EXERCISE DIRECTIONS — Word for word, retype every entry in the listing.

DATA PROVIDED —
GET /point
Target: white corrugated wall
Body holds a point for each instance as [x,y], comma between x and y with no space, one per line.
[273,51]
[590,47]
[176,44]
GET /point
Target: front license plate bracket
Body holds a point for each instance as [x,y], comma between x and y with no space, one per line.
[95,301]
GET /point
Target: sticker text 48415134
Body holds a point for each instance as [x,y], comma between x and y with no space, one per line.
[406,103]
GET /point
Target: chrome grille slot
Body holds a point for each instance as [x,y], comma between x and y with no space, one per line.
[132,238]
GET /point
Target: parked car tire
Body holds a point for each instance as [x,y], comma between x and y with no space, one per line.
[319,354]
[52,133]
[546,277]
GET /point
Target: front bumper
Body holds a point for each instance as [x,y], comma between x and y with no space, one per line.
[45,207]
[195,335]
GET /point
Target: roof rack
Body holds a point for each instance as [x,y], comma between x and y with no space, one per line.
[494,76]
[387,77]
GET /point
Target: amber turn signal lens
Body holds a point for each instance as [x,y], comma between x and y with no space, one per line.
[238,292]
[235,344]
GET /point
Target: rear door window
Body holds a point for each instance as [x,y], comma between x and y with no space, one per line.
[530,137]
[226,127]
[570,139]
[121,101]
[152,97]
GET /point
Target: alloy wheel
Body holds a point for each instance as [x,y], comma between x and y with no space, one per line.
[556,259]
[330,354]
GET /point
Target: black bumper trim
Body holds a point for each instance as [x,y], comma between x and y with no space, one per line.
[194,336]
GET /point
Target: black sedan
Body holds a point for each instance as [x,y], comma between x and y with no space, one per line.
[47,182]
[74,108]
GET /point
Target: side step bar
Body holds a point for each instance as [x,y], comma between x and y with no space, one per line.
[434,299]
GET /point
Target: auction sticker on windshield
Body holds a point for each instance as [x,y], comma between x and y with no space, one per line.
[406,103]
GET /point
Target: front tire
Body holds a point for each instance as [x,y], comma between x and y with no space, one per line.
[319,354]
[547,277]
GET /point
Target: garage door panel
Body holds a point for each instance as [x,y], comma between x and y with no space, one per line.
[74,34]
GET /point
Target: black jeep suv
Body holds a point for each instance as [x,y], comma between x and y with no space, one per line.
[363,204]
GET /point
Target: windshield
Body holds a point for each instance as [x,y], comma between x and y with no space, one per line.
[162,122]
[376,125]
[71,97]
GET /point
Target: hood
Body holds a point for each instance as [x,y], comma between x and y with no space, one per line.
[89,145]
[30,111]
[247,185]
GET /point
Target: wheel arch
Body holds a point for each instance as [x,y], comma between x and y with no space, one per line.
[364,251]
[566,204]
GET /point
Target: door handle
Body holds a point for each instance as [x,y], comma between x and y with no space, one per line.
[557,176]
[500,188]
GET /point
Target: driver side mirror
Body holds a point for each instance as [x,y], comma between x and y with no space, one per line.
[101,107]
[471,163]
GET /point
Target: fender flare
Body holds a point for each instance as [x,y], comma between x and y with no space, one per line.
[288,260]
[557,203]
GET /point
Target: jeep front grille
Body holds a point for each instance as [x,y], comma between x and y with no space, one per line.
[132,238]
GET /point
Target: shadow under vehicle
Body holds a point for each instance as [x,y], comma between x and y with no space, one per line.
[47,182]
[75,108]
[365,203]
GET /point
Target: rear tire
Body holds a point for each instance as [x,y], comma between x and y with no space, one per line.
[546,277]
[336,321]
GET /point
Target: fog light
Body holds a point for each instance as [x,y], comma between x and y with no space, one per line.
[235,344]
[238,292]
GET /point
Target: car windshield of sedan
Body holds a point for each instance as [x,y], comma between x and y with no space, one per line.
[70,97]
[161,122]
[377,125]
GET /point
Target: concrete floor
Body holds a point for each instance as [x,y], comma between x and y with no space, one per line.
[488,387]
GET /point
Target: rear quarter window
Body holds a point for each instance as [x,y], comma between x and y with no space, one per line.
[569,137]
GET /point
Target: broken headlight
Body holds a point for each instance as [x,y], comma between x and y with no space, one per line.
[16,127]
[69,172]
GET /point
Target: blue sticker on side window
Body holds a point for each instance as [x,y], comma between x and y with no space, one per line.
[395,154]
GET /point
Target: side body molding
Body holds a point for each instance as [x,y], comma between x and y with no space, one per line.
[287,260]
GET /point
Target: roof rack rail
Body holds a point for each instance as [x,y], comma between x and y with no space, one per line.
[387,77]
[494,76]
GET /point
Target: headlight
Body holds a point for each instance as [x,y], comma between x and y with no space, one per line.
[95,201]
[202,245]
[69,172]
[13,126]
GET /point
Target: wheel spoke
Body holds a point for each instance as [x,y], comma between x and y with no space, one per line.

ANSWER TO THE PROBLEM —
GET /point
Target: white corrugated wall
Body holds a point for each instance as [x,y], comma between x and y with no space, one per line.
[273,51]
[590,47]
[176,44]
GET /point
Target: front license plate bracket
Body holds a point for each instance as [x,y], comma between x and y with no space, one per line.
[95,301]
GET /point
Target: sticker text 48415134
Body holds a point for each instance as [x,y], comma between x and y with no space, one per line.
[406,103]
GET /point
Target: chrome grille slot
Body holds a point for each instance as [x,y], comma between x and y with no space, one per line.
[132,238]
GET /point
Target: parked car tire
Body holds a point for each instance as [x,y], comma between x and y with no space, one per line.
[319,354]
[52,133]
[546,277]
GET /point
Target: front bumper
Body holds a point for each instance as [x,y], comma between x and y with no space, one per line.
[45,207]
[195,335]
GET /point
Target: roof rack
Body holds a point for each instance as [x,y], comma between x and y with no space, one per line.
[494,76]
[387,77]
GET /point
Target: amber turn signal lens
Body holds a point for each instance as [x,y], comma between x and y with no space, one per line.
[238,292]
[235,344]
GET /point
Target: rear door window
Body holds a point for each instance as [x,y], comma between x and y with no space, one per line.
[530,137]
[226,127]
[570,139]
[121,101]
[152,97]
GET /point
Target: alloy wheel
Body holds a point for each instance as [x,y], comma between x and y with no space, one per line.
[556,259]
[330,354]
GET /point
Target: black bumper trim
Body holds a point for each instance as [x,y], comma between x and y with no space, one per line.
[194,336]
GET /point
Target: black sedan
Body holds a point for each instance as [x,y], comma between x and y with no space, one per line.
[47,182]
[74,108]
GET /point
Target: side step bar
Body holds a point for each instance as [x,y], comma between x and y with no space, one per line.
[434,299]
GET /point
Target: auction sticker on windshield
Body holds a point for each instance as [x,y], comma between x and y with no space, one per line.
[406,103]
GET /point
Target: front tire
Body holds a point for each instance as [x,y], comma between x and y with no space, one per line.
[319,354]
[547,277]
GET /point
Target: garage door panel
Body holds a point for each instance as [x,y], comma between x and y with no space, one per line.
[74,34]
GET /point
Target: black jeep suv
Body holds a point for each instance as [x,y], comma between x and y with no space, one per line.
[363,204]
GET /point
Target: windshield
Body holds a point for each instance as [x,y], comma between x and y with no space, one per line.
[162,122]
[376,125]
[71,97]
GET /point
Target: hood
Body holds a point for each instance as [x,y], comma between x and y with no space, one per line.
[89,145]
[30,111]
[247,185]
GET /point
Target: wheel arch
Body holds a point for each instance as [x,y], comma between x and y with no space, one per line.
[364,251]
[566,204]
GET /point
Target: door handle
Body holds a point for each instance as [x,y], comma between x and y with no space, one per line.
[557,176]
[500,188]
GET /point
Target: driver side mirror
Body holds a point for each instance as [x,y], comma between x and y with no space, one per line.
[101,107]
[471,163]
GET /point
Target: fender flare
Body holds a point for each instance as [x,y], comma between x and y with no space, one per line.
[288,260]
[557,203]
GET /point
Target: jeep front grille
Body holds a point for each instance as [x,y], comma between x and y with no space, one per line.
[132,238]
GET /point
Target: shadow under vehicle
Body holds a point for each instance as [x,y], comma between x and y with no space, one per line.
[47,182]
[75,108]
[365,203]
GET /point
Target: rear tire
Body holds a point for each instance as [x,y], comma between x and y with no space, one per line.
[546,277]
[336,321]
GET /point
Target: fog light
Body holds a point for each instance as [x,y], comma between x and y with no space, one per line.
[235,344]
[238,292]
GET /point
Target: car windshield of sedan
Body holds a point for each instance as [x,y], comma between x and y with no space, one per line.
[70,97]
[161,122]
[377,125]
GET /point
Target: concrete floor
Body holds a point for each instance as [x,y], comma between x and y with no space, one per line.
[488,387]
GET /point
Target: rear quarter window
Body holds a point for each instance as [x,y], comma between x and y with no space, one per line.
[569,137]
GET /point
Target: broken headlight
Body holds a point for each instance as [x,y], comma between x and y with no space, one per line.
[16,127]
[69,172]
GET /point
Target: blue sticker on side window
Body holds a point for each instance as [x,y], comma between x and y with no space, one per line.
[395,154]
GET /point
Target: side body molding
Body holds a point for each instance as [x,y], comma between x and y with no space, one per line.
[287,260]
GET /point
Target: roof rack rail
Body holds a point for each instance as [x,y], comma between x and y with no space, one per line.
[387,77]
[494,76]
GET /point
Target: headlight
Body holds a point for each instance as [x,y], comma between x and y with no space, one per line.
[95,201]
[202,245]
[69,172]
[13,126]
GET /point
Target: wheel spoke
Body holds a point for each instance as [x,y], comma between x and y with no space, one per line.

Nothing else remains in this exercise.